Entries supplied:

===============

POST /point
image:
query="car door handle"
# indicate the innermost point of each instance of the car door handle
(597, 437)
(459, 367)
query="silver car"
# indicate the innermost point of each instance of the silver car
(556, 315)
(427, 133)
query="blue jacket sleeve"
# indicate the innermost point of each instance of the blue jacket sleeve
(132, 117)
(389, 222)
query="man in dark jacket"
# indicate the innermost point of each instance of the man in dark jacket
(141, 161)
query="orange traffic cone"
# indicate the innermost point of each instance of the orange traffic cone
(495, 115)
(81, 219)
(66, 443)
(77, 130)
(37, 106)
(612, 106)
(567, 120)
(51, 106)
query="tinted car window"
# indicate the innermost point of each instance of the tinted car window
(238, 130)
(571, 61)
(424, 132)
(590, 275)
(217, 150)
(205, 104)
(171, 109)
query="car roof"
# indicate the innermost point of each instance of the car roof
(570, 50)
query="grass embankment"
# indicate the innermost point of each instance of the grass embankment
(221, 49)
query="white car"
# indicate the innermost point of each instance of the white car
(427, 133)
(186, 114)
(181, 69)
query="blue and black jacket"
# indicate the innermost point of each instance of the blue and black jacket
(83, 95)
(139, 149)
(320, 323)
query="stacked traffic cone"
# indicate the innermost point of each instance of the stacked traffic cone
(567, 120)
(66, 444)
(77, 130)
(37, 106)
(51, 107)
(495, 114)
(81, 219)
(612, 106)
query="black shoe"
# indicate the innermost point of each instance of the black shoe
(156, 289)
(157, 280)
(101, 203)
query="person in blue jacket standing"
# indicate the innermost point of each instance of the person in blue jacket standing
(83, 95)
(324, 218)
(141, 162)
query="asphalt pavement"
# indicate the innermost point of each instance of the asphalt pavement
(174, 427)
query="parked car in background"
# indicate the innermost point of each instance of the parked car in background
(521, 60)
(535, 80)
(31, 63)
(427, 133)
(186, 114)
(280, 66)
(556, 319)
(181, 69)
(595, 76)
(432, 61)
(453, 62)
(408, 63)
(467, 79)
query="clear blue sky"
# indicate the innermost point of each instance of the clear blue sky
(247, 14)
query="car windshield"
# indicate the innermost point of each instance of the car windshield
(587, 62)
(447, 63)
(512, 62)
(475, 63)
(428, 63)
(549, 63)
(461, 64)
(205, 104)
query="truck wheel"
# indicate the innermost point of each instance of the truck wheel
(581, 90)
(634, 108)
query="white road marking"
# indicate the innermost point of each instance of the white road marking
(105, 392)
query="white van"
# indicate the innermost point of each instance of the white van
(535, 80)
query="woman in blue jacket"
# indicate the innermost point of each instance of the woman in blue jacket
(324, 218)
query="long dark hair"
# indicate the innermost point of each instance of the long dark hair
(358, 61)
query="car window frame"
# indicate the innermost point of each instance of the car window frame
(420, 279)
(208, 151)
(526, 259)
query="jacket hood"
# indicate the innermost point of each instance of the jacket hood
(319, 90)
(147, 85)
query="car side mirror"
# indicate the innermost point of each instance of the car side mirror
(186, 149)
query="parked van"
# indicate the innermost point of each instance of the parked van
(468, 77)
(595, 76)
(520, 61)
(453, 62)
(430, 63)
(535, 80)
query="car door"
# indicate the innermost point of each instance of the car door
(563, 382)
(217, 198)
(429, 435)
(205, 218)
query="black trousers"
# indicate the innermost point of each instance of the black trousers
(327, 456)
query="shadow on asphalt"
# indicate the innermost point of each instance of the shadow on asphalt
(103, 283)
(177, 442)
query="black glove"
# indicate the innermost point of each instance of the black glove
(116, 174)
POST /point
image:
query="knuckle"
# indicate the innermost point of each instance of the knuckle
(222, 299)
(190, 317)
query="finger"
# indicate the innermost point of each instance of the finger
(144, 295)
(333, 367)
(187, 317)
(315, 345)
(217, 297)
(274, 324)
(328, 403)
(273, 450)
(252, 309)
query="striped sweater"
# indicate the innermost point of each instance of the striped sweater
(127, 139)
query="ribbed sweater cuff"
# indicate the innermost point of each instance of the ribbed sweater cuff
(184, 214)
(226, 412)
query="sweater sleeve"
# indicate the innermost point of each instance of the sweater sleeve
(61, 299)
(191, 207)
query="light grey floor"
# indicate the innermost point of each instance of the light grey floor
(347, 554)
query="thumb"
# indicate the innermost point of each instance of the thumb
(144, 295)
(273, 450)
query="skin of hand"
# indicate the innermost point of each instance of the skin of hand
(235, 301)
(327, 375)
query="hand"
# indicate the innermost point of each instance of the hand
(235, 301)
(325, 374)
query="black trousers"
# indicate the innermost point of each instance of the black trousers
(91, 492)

===============

The request:
Your task is to retype all of the records exactly.

Task solution:
POST /point
image:
query="car door handle"
# indicate the innermost point of each instance of the car door handle
(597, 437)
(459, 367)
query="silver car"
# indicate the innermost point of each instance of the silver car
(556, 315)
(427, 133)
query="blue jacket sleeve"
# indicate the innermost point of each instance of the blue jacket sleeve
(132, 117)
(389, 222)
query="man in dark jacket"
# indicate the innermost point of each instance of the man in dark jacket
(141, 161)
query="orange traffic cone"
# indicate the innermost point of each instance of the orange traffic cone
(495, 115)
(81, 219)
(66, 443)
(77, 130)
(37, 106)
(612, 106)
(567, 120)
(51, 106)
query="tinted car window"
# indicate the innermost point of each instance of the tinted car window
(238, 130)
(571, 61)
(424, 132)
(590, 275)
(217, 150)
(205, 104)
(171, 109)
query="car roof"
# indicate the innermost point of each instance of the car roof
(570, 50)
query="grass embankment"
# indicate the innermost point of each instance of the grass embankment
(221, 49)
query="white car"
# indicate the innermost point of each instance of the white car
(427, 133)
(186, 114)
(181, 69)
query="blue and black jacket"
# indicate the innermost point of each instance of the blue and black jacket
(83, 95)
(139, 149)
(320, 323)
query="stacked traffic cone"
# indicate the innermost point of each instance of the stacked traffic cone
(567, 120)
(66, 444)
(77, 130)
(37, 106)
(51, 107)
(495, 114)
(81, 219)
(612, 106)
query="black shoe"
# indicate the innermost point of each instance of the black shoe
(156, 289)
(157, 280)
(101, 203)
query="person in blue jacket standing"
# indicate the innermost point of each instance of the person in blue jacket standing
(83, 95)
(324, 218)
(141, 162)
query="asphalt pavement"
# indicate the innermost point of each instance of the asphalt pavement
(174, 427)
query="parked car in background"
# indicate the innermost point of each instance of the parked car in background
(521, 60)
(535, 80)
(31, 63)
(427, 133)
(186, 114)
(280, 66)
(556, 319)
(181, 69)
(595, 76)
(432, 61)
(453, 62)
(408, 63)
(467, 79)
query="clear blue sky"
# indicate the innermost point of each instance of the clear blue sky
(247, 14)
query="car windshield"
# indicate the innermost point of each instance of the car windshield
(587, 62)
(447, 63)
(512, 62)
(475, 63)
(428, 63)
(549, 63)
(461, 64)
(205, 104)
query="truck wheel"
# indicate the innermost point of each instance of the truck wheel
(581, 90)
(634, 108)
query="white road marking"
# indicate the innermost point of each instance of the white road marking
(105, 392)
query="white van"
# indicate the innermost point of each instance of the white van
(535, 80)
query="woman in blue jacket"
# indicate the innermost point of each instance of the woman in blue jacket
(324, 218)
query="long dark hair"
# indicate the innermost point of each instance of the long dark hair
(358, 61)
query="car window frame"
# indicate the innermost point of each instance of the car window frame
(420, 279)
(208, 151)
(526, 259)
query="jacket hood"
# indicate the innermost point of each instance of the jacket hood
(319, 90)
(147, 85)
query="car side mirror"
# indicate the innermost point of each instance of the car side mirror
(186, 149)
query="parked van"
# indicate the innermost point of each instance of the parked van
(468, 77)
(595, 76)
(520, 61)
(453, 62)
(430, 63)
(535, 80)
query="car door"
# indicate the innermost point of each instance of the car door
(563, 382)
(217, 198)
(429, 435)
(205, 218)
query="black trousers"
# indicate the innermost point of each instance of the black trousers
(327, 456)
query="shadow on asphalt"
# indicate the innermost point of each instance of the shadow on asphalt
(103, 283)
(177, 442)
query="black glove"
# indicate the innermost point of each instance of the black glove
(116, 174)
POST /point
image:
query="knuckle"
# indicate the innermost point of each instance of the knuckle
(222, 299)
(190, 317)
query="finger"
# indicate the innermost point of each instance of the finger
(144, 295)
(333, 367)
(187, 317)
(315, 345)
(217, 297)
(274, 324)
(328, 403)
(273, 450)
(252, 309)
query="striped sweater"
# indicate the innermost point of each instance of the striped sweater
(127, 139)
query="ribbed sweater cuff"
# indicate the innermost point of each instance of the ribbed sweater cuff
(184, 214)
(226, 412)
query="sweater sleeve"
# indicate the innermost point of each instance of the sweater sleeve
(61, 299)
(191, 207)
query="light grey floor"
# indicate the innermost point of each instance of the light grey floor
(347, 554)
query="thumb"
# indicate the innermost point of each instance of the thumb
(144, 295)
(273, 450)
query="skin of hand"
# indicate the innermost point of each instance of the skin of hand
(235, 301)
(327, 375)
query="hand"
# indicate the innermost point of each instance of the hand
(235, 301)
(325, 374)
query="black trousers"
# indicate the innermost point of each instance of the black trousers
(91, 492)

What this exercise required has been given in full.